Challenge: Quote the lines below exactly, from the one that holds "Put a single dot on each instance of the beige throw" through the final line of the records, and only those.

-- Begin Excerpted records --

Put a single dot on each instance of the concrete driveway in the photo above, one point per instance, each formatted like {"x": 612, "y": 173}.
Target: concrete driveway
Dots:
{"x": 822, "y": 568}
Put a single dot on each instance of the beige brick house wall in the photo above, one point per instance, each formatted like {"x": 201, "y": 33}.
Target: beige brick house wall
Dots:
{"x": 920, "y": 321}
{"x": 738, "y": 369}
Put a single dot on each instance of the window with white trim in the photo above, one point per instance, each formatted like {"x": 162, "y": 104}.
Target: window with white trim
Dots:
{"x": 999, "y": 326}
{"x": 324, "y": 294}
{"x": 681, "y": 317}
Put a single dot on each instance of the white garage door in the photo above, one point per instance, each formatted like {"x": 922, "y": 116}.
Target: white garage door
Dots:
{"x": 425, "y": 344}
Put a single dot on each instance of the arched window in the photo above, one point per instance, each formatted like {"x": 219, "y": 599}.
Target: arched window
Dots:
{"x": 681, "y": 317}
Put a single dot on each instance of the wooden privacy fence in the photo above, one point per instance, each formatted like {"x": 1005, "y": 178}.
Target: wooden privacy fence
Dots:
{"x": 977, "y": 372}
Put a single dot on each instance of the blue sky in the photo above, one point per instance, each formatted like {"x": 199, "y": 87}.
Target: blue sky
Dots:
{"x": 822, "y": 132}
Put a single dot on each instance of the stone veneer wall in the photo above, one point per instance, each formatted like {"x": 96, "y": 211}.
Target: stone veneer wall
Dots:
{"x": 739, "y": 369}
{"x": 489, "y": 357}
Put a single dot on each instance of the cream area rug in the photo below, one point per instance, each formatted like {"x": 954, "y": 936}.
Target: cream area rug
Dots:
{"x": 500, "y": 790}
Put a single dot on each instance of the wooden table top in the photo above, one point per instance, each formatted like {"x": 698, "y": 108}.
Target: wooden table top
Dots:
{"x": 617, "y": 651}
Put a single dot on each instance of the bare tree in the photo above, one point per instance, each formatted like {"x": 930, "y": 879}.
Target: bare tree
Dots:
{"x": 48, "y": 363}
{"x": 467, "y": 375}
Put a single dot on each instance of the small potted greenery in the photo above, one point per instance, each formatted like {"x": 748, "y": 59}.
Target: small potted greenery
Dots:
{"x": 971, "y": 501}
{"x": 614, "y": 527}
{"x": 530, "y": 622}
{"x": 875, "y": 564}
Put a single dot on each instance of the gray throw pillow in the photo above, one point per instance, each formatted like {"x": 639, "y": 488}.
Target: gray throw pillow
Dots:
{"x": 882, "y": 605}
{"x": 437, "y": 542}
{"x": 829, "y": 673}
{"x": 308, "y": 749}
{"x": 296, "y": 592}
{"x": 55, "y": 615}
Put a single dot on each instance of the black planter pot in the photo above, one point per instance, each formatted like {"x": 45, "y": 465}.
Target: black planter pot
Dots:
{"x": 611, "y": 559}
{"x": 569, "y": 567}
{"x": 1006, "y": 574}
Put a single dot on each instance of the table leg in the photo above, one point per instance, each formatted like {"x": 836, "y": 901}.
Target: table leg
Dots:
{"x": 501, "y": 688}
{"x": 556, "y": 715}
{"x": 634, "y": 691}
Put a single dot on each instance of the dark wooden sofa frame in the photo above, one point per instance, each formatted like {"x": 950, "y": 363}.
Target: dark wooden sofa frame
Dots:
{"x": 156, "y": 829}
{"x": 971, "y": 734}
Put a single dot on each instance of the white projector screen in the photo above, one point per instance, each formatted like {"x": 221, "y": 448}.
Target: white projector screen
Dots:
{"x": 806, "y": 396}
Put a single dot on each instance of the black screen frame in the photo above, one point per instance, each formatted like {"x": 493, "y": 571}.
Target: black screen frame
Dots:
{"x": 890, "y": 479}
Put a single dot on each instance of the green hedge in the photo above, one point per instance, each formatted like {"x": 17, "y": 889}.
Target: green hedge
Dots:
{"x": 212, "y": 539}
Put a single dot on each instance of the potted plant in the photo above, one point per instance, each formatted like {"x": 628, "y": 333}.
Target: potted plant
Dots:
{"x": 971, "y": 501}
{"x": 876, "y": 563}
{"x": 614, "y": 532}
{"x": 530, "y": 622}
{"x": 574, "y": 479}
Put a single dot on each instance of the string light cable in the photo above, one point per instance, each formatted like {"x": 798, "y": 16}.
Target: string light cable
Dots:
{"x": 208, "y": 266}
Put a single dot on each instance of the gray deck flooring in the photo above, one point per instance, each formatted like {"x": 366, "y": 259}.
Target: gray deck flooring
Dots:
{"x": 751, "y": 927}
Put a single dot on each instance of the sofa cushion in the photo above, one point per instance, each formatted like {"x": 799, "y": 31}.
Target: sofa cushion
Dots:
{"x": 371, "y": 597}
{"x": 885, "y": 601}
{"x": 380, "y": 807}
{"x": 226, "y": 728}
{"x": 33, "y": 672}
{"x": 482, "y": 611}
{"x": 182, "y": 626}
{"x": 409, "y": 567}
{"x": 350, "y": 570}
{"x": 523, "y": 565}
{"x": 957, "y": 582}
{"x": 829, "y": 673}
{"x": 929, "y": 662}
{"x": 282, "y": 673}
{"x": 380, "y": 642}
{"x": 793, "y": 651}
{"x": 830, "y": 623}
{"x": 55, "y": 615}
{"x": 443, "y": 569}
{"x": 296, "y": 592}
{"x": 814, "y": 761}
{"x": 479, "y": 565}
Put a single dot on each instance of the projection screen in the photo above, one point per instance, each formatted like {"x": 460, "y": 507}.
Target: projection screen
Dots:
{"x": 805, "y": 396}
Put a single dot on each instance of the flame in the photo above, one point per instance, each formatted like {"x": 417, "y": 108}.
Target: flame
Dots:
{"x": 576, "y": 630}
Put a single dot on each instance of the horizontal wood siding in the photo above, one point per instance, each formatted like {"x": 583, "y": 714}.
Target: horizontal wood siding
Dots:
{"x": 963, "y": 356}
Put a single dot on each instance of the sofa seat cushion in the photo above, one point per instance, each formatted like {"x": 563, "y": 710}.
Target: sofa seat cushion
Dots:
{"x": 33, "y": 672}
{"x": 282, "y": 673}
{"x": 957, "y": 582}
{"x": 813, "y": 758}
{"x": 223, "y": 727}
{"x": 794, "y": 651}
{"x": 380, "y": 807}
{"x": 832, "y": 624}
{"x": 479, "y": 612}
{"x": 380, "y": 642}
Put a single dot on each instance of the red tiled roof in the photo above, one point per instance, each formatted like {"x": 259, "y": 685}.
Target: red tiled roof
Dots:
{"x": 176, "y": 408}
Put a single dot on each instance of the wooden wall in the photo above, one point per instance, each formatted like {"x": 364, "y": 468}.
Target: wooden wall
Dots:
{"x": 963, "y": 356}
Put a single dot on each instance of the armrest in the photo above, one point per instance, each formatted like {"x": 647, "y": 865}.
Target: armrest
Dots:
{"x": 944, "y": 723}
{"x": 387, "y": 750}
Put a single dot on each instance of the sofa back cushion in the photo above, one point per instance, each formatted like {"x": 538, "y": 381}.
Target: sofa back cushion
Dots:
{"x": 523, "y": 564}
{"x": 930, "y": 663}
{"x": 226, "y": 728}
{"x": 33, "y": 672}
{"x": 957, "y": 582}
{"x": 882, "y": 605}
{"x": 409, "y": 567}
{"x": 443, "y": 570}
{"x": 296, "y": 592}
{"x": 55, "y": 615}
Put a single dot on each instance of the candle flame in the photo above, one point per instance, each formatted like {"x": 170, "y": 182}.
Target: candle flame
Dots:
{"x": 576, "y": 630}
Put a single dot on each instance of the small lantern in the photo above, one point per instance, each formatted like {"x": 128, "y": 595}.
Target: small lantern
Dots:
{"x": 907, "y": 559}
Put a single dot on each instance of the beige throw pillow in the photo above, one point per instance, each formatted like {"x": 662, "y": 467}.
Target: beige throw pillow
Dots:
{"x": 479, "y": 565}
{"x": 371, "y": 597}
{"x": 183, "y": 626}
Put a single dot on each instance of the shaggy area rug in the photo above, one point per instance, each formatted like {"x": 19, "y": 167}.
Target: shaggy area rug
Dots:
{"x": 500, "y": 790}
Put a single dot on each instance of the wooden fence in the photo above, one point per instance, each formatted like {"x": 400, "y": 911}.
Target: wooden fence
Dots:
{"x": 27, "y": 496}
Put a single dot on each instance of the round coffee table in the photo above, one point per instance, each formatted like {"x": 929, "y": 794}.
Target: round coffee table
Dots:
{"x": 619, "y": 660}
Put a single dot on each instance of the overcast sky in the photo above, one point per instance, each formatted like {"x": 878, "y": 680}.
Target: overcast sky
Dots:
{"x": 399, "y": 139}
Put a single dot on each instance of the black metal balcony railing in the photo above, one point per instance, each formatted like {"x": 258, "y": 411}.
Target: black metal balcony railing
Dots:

-- End Excerpted records --

Response to this task:
Put a single dot on each instance of the beige throw pillow in the photo above, one point per instance, each formatted like {"x": 662, "y": 467}.
Target: beige throw pillow
Dots:
{"x": 479, "y": 565}
{"x": 371, "y": 597}
{"x": 183, "y": 626}
Put a single dot on each instance of the shaggy area rug in the photo above, one point per instance, each formatted like {"x": 19, "y": 167}.
Target: shaggy area rug
Dots:
{"x": 500, "y": 790}
Put a single dot on each instance of the wooden fence in the photo above, one point per instance, each formatted like {"x": 400, "y": 911}.
Target: wooden fence
Dots:
{"x": 27, "y": 496}
Put a single dot on each instance of the round coffee table in the photo above, one point per instance, each formatted like {"x": 929, "y": 794}.
Target: round coffee table
Dots:
{"x": 619, "y": 660}
Put a single dot on each instance of the overcast sky in the photo above, one point per instance, each formatted like {"x": 878, "y": 680}.
Target: overcast sky
Dots:
{"x": 399, "y": 139}
Put a single dot on each instance of the black metal balcony railing in the photo above, one point per instance, each formatted like {"x": 258, "y": 411}.
Target: black metal balcony railing
Dots:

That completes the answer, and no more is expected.